◆ PAGE
—————
He has moved Xena on from the jumping about decoy, to the dropping shoulder and turning to her... to what we've got at the moment, where he simple takes up a fighting stance and just moves slightly..ie: with fingers. Eventually, there'll be no finger movement at all..just his stance or my command to Xena for the aggression/guard.

He was looking directly at her all the time, and she looks directly back at him. She's a tough little cookie. The fact that he didn't have any protection on, and she still goes wild at him, makes me even more pleased with her.



ann freier said:


> i just thought it was kinda cool how he did that AND stared at her and she never backed up a BIT (the opposite in fact). i just love your girl


Thanks Ann... I'll be sure to tell the little girl she's got some fans. You could come to her first birthday party on March 18th, if you lived over here..:lol:


----------



## Gary Garner (Jun 30, 2007)

Gerry Grimwood said:


> I noticed Gary was counting with his fingers before the send, maybe it's a club thing.
—————
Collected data
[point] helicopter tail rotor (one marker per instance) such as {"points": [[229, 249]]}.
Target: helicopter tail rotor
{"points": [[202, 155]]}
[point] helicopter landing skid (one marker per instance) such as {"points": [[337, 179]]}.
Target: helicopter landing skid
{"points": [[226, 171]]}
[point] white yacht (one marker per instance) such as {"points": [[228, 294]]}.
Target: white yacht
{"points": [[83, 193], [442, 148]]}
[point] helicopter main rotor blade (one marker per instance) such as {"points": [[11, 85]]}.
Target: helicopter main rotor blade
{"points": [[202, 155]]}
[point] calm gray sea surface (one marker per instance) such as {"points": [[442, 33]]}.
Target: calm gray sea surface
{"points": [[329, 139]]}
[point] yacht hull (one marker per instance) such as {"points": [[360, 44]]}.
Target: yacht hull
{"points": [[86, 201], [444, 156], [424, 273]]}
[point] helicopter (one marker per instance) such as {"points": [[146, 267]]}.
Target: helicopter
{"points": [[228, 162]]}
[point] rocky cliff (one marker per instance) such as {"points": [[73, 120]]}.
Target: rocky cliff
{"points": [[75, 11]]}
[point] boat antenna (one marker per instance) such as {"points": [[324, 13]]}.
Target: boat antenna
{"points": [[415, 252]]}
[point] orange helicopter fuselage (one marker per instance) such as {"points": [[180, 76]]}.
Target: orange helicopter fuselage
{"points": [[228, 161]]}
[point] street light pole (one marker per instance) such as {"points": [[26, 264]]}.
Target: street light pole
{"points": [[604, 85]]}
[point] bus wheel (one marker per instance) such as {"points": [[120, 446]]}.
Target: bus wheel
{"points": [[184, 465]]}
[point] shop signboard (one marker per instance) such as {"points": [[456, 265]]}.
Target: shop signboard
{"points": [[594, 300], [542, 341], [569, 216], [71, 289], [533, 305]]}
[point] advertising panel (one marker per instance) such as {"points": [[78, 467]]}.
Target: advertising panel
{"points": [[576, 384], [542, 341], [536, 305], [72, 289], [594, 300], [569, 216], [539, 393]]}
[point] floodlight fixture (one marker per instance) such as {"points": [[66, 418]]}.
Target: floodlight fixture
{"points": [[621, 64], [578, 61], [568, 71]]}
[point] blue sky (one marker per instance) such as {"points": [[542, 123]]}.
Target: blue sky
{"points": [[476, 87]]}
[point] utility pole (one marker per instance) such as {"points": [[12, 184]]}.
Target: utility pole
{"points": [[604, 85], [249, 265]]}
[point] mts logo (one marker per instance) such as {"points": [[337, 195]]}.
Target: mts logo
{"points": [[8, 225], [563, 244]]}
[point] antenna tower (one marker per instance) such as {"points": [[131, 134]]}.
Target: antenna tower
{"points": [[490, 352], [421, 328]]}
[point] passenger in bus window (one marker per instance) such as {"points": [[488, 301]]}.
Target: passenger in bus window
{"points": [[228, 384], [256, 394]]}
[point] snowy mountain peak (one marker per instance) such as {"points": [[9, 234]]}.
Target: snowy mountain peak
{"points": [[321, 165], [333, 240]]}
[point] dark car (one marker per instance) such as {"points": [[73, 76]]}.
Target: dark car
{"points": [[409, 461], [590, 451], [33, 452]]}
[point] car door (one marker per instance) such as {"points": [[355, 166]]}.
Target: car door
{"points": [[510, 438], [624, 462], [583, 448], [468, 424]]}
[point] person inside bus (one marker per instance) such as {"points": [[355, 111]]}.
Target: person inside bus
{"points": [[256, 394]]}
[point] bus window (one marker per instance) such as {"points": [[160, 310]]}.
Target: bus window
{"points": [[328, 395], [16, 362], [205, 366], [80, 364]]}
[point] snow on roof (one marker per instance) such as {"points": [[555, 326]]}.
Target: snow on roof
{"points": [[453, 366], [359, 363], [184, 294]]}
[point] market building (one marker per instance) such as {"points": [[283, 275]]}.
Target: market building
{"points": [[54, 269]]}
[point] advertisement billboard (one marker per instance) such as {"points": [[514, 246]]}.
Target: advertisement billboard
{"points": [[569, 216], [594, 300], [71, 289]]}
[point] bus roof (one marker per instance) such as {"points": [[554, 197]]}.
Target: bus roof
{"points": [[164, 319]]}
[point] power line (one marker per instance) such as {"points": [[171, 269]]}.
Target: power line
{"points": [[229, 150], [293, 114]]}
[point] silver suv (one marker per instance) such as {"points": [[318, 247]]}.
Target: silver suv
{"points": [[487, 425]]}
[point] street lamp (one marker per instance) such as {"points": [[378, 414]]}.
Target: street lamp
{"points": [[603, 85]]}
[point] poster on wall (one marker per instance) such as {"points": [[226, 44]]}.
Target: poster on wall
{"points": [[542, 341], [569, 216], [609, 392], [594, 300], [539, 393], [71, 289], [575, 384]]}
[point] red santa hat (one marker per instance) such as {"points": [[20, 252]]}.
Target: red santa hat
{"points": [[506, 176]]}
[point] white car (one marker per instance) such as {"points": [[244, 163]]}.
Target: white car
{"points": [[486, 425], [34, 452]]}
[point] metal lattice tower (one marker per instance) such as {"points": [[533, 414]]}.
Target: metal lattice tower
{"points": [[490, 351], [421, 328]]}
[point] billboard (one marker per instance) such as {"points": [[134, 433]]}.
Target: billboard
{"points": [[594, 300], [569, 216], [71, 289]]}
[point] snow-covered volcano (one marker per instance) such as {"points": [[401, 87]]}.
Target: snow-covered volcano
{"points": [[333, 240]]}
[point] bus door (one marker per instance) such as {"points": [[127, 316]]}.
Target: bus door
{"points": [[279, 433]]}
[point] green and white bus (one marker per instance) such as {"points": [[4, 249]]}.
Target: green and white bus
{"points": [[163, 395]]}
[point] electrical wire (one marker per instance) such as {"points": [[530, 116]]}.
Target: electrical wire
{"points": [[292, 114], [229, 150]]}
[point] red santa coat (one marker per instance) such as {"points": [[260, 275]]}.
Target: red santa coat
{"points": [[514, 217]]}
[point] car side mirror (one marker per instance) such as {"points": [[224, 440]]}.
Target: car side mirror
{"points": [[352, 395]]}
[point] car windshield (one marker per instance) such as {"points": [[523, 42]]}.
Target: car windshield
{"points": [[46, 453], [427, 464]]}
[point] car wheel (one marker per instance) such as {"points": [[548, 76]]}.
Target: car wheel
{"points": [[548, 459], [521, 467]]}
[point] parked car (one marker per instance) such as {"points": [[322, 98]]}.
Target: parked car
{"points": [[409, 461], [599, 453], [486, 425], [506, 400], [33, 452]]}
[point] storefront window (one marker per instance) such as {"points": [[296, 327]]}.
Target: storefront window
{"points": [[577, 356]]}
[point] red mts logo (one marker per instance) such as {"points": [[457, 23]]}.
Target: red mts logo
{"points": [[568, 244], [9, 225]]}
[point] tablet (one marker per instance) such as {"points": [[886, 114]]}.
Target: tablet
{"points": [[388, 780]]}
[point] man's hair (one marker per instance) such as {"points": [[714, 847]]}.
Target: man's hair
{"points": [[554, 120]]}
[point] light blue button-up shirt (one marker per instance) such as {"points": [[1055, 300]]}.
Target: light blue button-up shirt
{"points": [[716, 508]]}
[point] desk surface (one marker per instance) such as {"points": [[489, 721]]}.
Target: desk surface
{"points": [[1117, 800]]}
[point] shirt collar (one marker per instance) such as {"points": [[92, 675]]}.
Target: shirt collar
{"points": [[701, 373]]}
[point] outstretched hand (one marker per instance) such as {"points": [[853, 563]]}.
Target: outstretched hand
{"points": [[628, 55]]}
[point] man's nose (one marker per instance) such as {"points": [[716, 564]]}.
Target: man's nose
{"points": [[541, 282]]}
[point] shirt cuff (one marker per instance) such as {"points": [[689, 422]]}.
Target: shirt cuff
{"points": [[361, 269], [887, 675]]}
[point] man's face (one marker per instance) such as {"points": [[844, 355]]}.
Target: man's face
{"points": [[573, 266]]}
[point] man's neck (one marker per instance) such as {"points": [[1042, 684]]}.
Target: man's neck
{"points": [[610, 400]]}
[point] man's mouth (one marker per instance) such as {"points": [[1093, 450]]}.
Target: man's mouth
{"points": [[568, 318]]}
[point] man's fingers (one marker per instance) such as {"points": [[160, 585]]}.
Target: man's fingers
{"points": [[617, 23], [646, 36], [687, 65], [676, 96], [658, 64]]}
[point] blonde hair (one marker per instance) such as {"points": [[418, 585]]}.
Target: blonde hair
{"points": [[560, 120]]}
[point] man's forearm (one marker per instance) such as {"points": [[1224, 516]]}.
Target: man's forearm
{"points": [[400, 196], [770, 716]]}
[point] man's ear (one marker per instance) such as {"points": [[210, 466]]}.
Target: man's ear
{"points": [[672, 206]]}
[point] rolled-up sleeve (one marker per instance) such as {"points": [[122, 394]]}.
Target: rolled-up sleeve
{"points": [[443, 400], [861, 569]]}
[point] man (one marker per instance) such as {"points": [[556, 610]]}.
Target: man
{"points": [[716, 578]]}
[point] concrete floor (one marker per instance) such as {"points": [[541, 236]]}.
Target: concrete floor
—————
◆ WRITTEN TASKS
[1] According to the dog training thread, on what date is Xena's first birthday party?
[2] Pick up the dog training thread after its last line and keep writing it.

◆ ANSWERS BELOW
[1] March 18th

[2]
No, that was just something I did on the moment, to let the decoy know when I was going to send her. In reality, I didn't need to do it, as Damian is very capable of catching the dog etc.


----------



## Ian Forbes (Oct 13, 2006)

Using his fingers helps Gary count......I think his lips move as well! :lol: :lol: 

Oh, nice work, by the way.


----------



## ann schnerre (Aug 24, 2006)

Gary Garner said:


> Thanks Ann... I'll be sure to tell the little girl she's got some fans. You could come to her first birthday party on March 18th, if you lived over here..:lol:


i can't book a flight on that short notice, but have Damian let her get a bite (or 3) from me to her, ok? 

oh--i think i have a friend coming over to visit from the UK in April--send your girl to me; she's FAT you know O   just as well get rid of her now....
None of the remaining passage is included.